:: Task to complete ::
Extract every line in the entries that contains the word "hind", and list those lines in the order they appear.
═══ Records ═══
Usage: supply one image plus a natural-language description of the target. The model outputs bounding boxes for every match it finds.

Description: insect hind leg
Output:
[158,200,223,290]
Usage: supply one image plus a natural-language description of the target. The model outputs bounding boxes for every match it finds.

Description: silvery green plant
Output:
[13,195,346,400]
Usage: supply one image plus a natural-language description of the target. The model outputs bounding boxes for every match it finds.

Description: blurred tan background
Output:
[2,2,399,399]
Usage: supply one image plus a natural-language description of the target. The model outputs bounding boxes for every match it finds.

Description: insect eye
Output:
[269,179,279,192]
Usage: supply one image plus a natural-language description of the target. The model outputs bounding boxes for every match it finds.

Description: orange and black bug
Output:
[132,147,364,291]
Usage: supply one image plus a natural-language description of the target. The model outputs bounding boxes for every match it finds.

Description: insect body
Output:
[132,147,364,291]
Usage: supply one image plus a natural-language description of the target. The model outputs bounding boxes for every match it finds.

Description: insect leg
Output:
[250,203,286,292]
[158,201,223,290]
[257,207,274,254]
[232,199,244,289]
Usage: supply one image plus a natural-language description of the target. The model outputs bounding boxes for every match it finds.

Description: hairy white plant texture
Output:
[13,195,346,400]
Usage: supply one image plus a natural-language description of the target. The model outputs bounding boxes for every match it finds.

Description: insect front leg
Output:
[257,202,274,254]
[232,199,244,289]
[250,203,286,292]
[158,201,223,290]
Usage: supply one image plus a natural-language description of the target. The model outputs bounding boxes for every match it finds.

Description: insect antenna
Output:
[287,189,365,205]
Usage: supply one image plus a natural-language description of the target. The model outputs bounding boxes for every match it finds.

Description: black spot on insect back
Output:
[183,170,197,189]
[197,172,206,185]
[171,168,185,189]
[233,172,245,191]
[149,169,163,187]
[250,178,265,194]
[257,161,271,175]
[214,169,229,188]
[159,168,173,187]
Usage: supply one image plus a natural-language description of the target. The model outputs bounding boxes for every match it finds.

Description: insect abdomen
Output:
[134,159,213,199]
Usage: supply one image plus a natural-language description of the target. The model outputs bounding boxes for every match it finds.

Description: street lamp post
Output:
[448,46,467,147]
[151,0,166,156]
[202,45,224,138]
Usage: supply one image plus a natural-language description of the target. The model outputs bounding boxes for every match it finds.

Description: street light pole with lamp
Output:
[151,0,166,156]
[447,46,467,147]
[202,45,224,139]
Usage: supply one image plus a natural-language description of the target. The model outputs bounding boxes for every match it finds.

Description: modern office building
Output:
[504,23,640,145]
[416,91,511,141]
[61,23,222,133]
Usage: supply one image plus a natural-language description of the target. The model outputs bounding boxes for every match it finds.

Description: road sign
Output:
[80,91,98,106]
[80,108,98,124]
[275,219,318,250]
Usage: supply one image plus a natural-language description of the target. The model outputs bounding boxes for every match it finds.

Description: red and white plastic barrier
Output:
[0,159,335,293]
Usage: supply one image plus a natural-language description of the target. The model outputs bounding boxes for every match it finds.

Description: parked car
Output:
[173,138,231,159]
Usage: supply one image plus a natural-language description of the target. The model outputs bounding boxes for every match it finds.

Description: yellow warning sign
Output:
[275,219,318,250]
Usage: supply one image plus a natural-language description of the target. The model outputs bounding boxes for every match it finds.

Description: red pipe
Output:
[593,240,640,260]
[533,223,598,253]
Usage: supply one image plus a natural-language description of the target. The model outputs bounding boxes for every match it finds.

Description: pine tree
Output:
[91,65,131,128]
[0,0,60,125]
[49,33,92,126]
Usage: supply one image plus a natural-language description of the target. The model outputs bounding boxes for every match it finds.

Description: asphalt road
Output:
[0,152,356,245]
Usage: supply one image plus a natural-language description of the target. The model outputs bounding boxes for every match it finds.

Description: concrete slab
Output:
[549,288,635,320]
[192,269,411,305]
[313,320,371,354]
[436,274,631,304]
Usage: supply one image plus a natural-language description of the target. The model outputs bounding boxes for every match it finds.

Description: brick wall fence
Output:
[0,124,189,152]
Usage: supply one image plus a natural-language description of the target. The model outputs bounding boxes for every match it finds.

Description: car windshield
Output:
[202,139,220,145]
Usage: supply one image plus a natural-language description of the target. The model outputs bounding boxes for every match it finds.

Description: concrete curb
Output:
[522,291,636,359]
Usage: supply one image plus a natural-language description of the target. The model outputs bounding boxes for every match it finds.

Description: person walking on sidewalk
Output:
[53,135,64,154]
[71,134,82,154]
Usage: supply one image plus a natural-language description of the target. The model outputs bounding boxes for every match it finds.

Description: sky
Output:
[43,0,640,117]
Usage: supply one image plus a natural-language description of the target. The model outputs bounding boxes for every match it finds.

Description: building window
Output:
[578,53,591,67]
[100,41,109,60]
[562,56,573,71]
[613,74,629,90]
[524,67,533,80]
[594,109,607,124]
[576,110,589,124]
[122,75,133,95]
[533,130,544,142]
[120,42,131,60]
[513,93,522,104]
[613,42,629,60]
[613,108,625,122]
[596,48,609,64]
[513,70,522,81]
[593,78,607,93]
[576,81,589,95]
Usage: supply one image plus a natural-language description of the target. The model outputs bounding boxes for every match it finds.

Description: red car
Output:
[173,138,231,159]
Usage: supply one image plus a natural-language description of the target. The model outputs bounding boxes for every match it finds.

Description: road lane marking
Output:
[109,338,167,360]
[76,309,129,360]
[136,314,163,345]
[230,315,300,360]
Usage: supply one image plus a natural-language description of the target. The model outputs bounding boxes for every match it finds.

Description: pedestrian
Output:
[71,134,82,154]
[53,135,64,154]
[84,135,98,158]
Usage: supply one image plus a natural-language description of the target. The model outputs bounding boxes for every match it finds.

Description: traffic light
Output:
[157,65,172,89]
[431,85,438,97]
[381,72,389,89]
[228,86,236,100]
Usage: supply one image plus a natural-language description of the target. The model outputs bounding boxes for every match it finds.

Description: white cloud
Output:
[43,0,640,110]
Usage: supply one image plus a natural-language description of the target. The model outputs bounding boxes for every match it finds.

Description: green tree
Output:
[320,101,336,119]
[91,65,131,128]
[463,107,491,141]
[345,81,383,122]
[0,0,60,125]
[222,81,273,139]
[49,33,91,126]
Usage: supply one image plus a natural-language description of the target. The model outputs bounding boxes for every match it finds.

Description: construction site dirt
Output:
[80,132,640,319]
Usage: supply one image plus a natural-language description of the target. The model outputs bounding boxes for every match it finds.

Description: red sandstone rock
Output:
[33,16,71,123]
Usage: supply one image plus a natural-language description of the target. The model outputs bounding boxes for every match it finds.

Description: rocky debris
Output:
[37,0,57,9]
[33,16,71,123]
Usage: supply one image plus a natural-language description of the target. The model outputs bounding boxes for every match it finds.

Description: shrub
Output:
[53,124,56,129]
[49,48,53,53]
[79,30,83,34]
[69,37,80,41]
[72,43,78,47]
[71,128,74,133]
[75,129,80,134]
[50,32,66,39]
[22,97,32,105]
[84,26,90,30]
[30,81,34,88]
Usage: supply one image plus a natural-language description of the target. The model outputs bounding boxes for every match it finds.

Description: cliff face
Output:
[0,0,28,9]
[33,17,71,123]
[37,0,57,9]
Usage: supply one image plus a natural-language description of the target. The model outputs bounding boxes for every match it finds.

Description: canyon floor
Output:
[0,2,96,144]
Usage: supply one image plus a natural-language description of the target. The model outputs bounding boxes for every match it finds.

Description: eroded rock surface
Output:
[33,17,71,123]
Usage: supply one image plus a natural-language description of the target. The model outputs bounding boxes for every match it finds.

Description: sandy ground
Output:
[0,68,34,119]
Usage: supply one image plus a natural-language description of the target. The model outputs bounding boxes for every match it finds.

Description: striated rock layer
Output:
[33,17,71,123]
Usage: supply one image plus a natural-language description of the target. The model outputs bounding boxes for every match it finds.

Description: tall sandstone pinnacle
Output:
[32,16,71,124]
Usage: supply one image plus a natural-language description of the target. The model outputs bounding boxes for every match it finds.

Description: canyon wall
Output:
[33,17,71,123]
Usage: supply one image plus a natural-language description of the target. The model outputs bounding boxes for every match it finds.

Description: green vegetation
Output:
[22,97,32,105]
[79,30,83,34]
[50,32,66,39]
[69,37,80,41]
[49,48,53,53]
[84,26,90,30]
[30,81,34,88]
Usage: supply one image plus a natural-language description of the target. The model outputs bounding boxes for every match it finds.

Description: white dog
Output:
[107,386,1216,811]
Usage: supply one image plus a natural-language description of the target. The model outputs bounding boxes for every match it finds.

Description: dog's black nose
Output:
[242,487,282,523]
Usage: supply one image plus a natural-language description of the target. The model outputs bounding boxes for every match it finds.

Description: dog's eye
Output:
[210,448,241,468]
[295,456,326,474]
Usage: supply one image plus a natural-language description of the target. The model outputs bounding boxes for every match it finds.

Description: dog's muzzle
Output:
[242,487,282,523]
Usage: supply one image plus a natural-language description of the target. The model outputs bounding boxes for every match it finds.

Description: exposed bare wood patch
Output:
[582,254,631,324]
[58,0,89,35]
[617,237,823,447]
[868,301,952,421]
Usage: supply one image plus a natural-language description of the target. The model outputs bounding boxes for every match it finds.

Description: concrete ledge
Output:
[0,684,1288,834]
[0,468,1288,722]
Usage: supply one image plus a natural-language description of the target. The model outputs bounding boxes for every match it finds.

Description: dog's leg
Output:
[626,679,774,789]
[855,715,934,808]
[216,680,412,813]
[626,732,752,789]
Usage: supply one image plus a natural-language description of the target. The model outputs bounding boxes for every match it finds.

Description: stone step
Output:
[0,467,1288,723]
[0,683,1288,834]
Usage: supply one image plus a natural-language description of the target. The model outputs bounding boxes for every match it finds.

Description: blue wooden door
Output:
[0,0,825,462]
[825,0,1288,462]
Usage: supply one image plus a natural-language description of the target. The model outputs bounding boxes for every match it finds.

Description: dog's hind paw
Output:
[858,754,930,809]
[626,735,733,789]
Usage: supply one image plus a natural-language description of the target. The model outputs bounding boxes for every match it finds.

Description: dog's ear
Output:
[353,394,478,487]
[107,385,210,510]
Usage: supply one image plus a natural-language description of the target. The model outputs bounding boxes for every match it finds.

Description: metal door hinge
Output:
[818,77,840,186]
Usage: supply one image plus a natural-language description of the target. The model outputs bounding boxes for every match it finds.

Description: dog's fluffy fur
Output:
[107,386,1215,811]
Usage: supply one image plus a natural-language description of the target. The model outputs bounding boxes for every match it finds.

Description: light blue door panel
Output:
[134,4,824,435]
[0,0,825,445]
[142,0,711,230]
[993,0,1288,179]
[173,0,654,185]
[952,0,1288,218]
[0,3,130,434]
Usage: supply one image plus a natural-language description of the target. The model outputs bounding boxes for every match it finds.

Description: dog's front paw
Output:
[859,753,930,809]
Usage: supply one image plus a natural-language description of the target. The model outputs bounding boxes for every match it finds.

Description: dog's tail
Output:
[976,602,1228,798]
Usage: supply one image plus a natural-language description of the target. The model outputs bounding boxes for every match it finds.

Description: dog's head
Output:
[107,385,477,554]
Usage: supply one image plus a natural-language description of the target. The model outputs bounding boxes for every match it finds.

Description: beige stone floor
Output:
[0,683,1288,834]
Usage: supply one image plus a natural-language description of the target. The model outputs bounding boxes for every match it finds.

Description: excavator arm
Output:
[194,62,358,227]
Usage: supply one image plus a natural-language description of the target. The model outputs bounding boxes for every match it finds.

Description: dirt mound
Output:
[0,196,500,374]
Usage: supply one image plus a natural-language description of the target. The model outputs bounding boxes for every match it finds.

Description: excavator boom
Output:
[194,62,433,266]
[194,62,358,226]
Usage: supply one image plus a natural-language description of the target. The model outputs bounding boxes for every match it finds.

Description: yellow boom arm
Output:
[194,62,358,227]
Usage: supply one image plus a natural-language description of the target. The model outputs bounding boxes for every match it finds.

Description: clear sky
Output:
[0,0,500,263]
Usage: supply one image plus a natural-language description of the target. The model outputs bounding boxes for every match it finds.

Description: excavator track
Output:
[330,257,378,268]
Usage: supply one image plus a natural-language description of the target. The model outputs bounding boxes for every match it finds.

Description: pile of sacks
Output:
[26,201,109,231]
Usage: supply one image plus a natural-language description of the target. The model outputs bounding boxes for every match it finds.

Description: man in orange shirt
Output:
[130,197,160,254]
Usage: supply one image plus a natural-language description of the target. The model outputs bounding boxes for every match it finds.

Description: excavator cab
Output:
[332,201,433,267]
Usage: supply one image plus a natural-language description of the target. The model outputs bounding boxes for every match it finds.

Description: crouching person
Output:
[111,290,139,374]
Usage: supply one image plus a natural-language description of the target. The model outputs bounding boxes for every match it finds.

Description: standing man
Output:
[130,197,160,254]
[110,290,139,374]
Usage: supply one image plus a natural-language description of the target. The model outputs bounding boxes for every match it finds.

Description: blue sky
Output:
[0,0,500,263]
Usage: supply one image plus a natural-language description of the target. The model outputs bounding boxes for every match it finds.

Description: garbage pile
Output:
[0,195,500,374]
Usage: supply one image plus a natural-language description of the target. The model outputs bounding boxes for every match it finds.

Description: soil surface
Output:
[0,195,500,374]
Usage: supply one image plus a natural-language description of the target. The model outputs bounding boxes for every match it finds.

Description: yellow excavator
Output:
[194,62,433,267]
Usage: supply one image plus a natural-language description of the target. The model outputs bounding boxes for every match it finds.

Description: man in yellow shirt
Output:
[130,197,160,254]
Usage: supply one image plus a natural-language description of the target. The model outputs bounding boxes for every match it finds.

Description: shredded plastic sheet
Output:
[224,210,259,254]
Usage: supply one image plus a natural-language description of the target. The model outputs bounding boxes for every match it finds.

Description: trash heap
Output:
═══
:: Output below ::
Description: insect hind leg
Description: dog's hind paw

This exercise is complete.